# WHAT NEEDS TO BE DONE
In the entries that follow, the line with "wanted | a pin on every instance of the interior" opens the range and the line with "wanted | a pin on every instance of the window" closes it; repeat that range exactly, both lines included.

# TASK DATA
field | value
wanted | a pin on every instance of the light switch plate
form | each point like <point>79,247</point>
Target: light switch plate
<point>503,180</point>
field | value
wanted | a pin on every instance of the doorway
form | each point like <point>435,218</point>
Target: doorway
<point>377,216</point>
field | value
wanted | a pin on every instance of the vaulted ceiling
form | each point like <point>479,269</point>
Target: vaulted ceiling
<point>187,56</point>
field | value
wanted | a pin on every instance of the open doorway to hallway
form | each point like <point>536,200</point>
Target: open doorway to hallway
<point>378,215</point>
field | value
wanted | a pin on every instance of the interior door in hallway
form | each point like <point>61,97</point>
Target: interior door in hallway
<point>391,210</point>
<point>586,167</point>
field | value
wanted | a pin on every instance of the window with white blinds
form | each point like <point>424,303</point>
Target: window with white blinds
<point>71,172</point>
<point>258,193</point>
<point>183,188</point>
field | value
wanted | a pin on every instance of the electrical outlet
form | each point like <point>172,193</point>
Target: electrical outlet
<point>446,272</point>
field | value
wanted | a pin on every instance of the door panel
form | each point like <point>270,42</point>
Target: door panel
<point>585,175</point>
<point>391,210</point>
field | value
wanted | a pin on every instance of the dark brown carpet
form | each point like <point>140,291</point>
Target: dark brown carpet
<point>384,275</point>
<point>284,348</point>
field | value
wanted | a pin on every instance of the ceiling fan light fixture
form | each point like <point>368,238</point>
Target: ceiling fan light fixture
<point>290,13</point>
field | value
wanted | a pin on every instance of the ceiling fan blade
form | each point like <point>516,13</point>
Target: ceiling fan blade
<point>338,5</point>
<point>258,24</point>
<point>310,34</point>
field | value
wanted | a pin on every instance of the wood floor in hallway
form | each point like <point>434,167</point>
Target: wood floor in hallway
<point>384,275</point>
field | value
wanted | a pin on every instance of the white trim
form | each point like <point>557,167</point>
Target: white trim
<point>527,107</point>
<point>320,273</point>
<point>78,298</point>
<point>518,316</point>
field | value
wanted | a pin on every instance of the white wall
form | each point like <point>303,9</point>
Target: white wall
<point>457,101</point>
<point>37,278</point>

# COMPLETED TASK
wanted | a pin on every instance of the interior door in hallway
form | each point like <point>61,97</point>
Target: interior door in hallway
<point>391,210</point>
<point>586,167</point>
field | value
wanted | a pin on every instance of the window with white blinds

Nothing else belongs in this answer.